PROBLEM TO WORK ON
Copy exactly the lines of the data below that run from the line holding "Where can you find the furled" through the line holding "Where can you find the mainsail", both ends included.

RECORDS SHOWN
——

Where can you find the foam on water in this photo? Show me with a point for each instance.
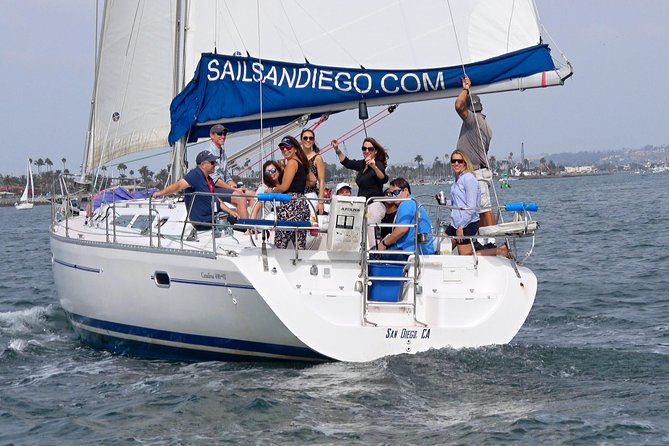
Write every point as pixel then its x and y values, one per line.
pixel 589 366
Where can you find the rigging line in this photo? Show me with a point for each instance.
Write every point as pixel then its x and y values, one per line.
pixel 330 32
pixel 234 23
pixel 129 56
pixel 215 27
pixel 545 30
pixel 262 80
pixel 346 136
pixel 478 127
pixel 508 28
pixel 292 29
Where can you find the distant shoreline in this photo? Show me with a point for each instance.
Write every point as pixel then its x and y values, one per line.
pixel 564 175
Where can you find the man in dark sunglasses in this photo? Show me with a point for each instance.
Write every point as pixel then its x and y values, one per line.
pixel 403 238
pixel 242 198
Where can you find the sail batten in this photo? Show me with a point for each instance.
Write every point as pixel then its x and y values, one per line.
pixel 134 86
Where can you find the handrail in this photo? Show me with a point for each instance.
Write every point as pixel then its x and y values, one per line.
pixel 413 258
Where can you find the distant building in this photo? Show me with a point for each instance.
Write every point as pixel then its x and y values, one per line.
pixel 579 169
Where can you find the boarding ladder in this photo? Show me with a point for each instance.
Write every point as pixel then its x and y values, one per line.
pixel 408 261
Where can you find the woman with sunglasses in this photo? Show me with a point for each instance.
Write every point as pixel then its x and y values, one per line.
pixel 466 199
pixel 370 179
pixel 317 167
pixel 296 177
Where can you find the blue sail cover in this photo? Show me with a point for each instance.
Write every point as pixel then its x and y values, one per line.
pixel 227 88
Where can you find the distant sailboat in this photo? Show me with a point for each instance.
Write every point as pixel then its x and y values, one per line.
pixel 135 276
pixel 26 200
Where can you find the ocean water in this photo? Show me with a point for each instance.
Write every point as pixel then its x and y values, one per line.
pixel 590 366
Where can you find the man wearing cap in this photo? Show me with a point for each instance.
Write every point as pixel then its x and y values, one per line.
pixel 221 176
pixel 343 189
pixel 474 140
pixel 198 180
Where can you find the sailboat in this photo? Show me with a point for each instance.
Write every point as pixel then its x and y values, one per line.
pixel 28 195
pixel 135 277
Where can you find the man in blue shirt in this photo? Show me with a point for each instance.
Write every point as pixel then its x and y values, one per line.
pixel 197 180
pixel 240 197
pixel 403 238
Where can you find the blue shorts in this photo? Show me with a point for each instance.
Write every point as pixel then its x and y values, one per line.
pixel 470 230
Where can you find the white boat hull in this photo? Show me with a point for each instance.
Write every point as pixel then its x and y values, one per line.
pixel 191 305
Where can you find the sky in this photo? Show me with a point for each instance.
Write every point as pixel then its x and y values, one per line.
pixel 615 99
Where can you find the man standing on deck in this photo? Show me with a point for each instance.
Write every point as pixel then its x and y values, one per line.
pixel 474 140
pixel 221 176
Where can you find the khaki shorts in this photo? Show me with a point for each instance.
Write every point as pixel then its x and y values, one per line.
pixel 485 180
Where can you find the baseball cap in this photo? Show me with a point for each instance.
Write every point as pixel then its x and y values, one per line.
pixel 205 155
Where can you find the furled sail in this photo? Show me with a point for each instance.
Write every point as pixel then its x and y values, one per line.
pixel 312 57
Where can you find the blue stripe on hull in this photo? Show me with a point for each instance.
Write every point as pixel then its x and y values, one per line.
pixel 162 344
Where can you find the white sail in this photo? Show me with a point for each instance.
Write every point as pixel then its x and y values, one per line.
pixel 28 195
pixel 134 84
pixel 138 276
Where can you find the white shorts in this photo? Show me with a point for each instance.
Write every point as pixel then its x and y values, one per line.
pixel 485 180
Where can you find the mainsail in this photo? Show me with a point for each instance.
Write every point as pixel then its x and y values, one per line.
pixel 312 57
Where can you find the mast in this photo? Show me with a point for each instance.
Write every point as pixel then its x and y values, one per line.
pixel 32 182
pixel 179 151
pixel 88 151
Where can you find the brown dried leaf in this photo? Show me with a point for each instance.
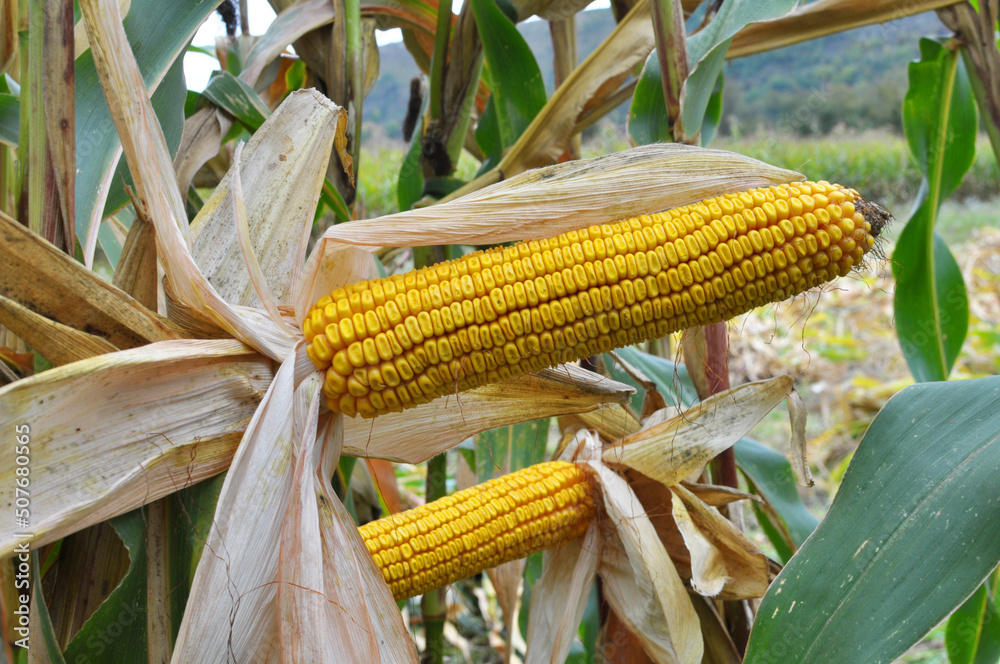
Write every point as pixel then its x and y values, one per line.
pixel 49 282
pixel 420 433
pixel 117 431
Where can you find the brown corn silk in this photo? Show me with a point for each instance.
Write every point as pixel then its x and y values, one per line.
pixel 394 343
pixel 501 520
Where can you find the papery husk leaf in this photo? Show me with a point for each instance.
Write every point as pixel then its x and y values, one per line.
pixel 543 203
pixel 823 17
pixel 231 612
pixel 80 39
pixel 41 277
pixel 797 417
pixel 250 262
pixel 745 571
pixel 151 168
pixel 559 598
pixel 58 343
pixel 117 431
pixel 671 451
pixel 613 422
pixel 300 582
pixel 352 579
pixel 640 581
pixel 708 573
pixel 719 646
pixel 318 576
pixel 715 495
pixel 394 643
pixel 281 172
pixel 420 433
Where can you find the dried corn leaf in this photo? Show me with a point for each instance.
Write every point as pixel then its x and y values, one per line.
pixel 49 282
pixel 316 580
pixel 559 598
pixel 351 577
pixel 58 343
pixel 718 496
pixel 281 173
pixel 671 451
pixel 153 173
pixel 640 581
pixel 613 422
pixel 742 569
pixel 117 431
pixel 708 572
pixel 540 204
pixel 232 608
pixel 420 433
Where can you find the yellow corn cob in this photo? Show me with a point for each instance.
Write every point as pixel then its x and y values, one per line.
pixel 397 342
pixel 460 535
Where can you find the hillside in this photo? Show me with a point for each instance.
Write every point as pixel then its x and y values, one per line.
pixel 863 73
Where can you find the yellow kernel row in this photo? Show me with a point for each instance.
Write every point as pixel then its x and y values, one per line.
pixel 501 520
pixel 401 341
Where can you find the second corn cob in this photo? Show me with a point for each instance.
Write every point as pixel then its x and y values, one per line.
pixel 501 520
pixel 397 342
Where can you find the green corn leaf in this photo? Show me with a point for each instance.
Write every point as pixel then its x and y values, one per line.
pixel 10 119
pixel 238 99
pixel 707 52
pixel 515 77
pixel 931 303
pixel 159 33
pixel 116 632
pixel 973 632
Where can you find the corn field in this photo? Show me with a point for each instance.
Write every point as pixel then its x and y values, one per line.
pixel 240 422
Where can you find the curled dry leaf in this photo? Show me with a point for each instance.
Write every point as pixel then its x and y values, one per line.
pixel 640 581
pixel 232 608
pixel 671 451
pixel 745 571
pixel 559 598
pixel 281 173
pixel 52 284
pixel 708 572
pixel 129 427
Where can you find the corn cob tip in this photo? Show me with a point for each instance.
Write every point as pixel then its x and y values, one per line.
pixel 397 342
pixel 874 214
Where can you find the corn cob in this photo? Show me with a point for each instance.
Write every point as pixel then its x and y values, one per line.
pixel 501 520
pixel 393 343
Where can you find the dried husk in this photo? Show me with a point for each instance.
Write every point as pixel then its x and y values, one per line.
pixel 117 431
pixel 640 581
pixel 232 607
pixel 671 451
pixel 420 433
pixel 559 597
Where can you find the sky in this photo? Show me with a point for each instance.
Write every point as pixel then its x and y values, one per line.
pixel 198 67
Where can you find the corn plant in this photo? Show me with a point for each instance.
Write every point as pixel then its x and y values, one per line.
pixel 201 340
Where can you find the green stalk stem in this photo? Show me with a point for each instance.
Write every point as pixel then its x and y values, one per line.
pixel 671 51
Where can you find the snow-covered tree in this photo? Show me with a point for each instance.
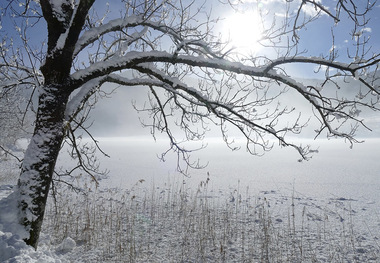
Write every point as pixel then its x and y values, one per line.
pixel 195 78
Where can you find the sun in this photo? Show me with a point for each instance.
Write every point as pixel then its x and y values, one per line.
pixel 243 31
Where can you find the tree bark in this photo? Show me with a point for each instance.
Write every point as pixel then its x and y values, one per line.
pixel 40 158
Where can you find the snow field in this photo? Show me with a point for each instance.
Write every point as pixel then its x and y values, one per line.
pixel 177 224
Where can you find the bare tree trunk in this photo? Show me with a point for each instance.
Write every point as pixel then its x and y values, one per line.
pixel 40 158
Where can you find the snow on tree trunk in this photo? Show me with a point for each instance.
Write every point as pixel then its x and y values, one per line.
pixel 39 161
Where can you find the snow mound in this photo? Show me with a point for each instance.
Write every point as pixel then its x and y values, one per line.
pixel 14 250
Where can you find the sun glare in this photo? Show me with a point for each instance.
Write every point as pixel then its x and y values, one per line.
pixel 243 31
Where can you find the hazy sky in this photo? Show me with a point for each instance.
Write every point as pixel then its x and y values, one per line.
pixel 245 26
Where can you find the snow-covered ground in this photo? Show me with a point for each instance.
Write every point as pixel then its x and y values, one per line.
pixel 238 209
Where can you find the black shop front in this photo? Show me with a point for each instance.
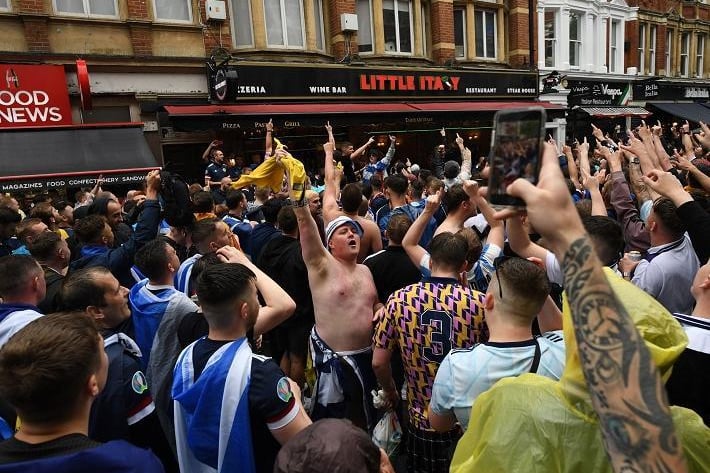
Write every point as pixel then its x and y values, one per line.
pixel 359 102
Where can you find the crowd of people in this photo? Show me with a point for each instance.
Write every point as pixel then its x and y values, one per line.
pixel 253 322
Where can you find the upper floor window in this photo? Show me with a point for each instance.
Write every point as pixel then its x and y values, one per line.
pixel 173 10
pixel 485 33
pixel 89 8
pixel 684 49
pixel 653 32
pixel 364 25
pixel 550 38
pixel 575 39
pixel 669 50
pixel 397 19
pixel 642 49
pixel 699 56
pixel 460 33
pixel 241 23
pixel 614 46
pixel 284 23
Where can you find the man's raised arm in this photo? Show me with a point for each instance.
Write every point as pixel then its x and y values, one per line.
pixel 626 389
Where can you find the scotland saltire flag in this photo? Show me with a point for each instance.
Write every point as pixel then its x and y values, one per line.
pixel 212 428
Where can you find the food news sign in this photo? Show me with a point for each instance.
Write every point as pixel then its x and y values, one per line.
pixel 33 96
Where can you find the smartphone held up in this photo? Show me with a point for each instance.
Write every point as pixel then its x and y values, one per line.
pixel 516 147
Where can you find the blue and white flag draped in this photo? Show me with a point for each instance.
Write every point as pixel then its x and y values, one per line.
pixel 212 428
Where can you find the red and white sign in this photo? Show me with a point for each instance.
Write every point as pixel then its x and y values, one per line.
pixel 33 96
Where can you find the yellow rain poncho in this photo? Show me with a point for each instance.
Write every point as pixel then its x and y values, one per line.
pixel 535 424
pixel 271 174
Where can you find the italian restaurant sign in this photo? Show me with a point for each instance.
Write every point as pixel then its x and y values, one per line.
pixel 33 96
pixel 275 82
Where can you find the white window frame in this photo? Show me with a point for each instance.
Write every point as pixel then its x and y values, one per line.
pixel 642 49
pixel 319 19
pixel 685 44
pixel 284 28
pixel 580 35
pixel 462 13
pixel 398 42
pixel 699 55
pixel 555 37
pixel 613 45
pixel 172 20
pixel 369 26
pixel 86 13
pixel 233 25
pixel 483 12
pixel 669 50
pixel 653 35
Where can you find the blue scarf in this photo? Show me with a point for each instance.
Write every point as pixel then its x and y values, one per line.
pixel 212 428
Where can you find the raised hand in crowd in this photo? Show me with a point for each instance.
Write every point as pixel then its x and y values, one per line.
pixel 621 376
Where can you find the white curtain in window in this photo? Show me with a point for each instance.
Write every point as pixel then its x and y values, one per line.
pixel 172 10
pixel 274 27
pixel 364 32
pixel 102 7
pixel 318 14
pixel 293 22
pixel 241 16
pixel 70 6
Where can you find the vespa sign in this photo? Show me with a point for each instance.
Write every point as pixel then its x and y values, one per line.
pixel 33 96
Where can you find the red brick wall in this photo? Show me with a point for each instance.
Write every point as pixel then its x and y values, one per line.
pixel 36 34
pixel 29 6
pixel 138 10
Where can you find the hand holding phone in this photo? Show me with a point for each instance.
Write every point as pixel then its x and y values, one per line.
pixel 517 143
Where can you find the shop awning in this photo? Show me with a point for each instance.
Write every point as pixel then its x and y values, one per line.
pixel 201 117
pixel 694 112
pixel 34 159
pixel 610 112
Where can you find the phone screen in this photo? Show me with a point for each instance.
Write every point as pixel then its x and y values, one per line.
pixel 515 152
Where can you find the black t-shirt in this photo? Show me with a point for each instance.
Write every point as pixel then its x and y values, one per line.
pixel 271 402
pixel 16 451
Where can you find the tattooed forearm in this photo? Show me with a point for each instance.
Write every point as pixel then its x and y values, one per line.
pixel 626 390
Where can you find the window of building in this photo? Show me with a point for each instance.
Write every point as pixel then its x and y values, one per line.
pixel 613 46
pixel 669 50
pixel 89 8
pixel 684 48
pixel 173 10
pixel 318 15
pixel 397 20
pixel 550 38
pixel 460 32
pixel 642 49
pixel 485 33
pixel 652 50
pixel 241 23
pixel 364 24
pixel 575 39
pixel 425 28
pixel 699 56
pixel 284 23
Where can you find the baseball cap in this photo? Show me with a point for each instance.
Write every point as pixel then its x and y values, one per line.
pixel 339 222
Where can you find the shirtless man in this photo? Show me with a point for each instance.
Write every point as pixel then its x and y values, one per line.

——

RESULT OF THIS TASK
Where can you find the furled sail in this photo? Show me with a point for each instance.
Write every point as pixel then its x and y values, one per line.
pixel 312 57
Where can you find the blue stripe on hull in this photo? Show me with a point for each instance.
Write every point as pixel then its x and y values, one per line.
pixel 162 344
Where can you find the white sail in this photo? Show me with a point for each instance.
Write every point as pixel then its x and y values, one per line.
pixel 28 195
pixel 134 84
pixel 138 276
Where can you find the white shorts in this photo? Show me with a point for each instance.
Write every point as pixel then its x and y values, one per line.
pixel 485 180
Where can you find the mainsail in this photo? Show me with a point for each instance.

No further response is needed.